◆ Work to complete:
Exact reproduction of the data is required, with images excluded.

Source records
== Segment start ==
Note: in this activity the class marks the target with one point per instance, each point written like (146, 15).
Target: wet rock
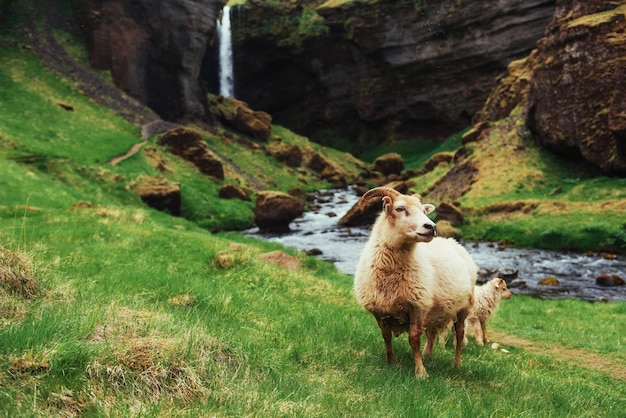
(388, 164)
(189, 145)
(281, 259)
(158, 193)
(274, 211)
(549, 281)
(609, 280)
(357, 217)
(228, 191)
== Segment end ==
◆ Exercise output:
Note: in this activity the class marks the target with one point per instance, each point written like (146, 15).
Target: wet rock
(388, 164)
(189, 145)
(281, 259)
(158, 193)
(274, 211)
(549, 281)
(609, 280)
(357, 217)
(228, 191)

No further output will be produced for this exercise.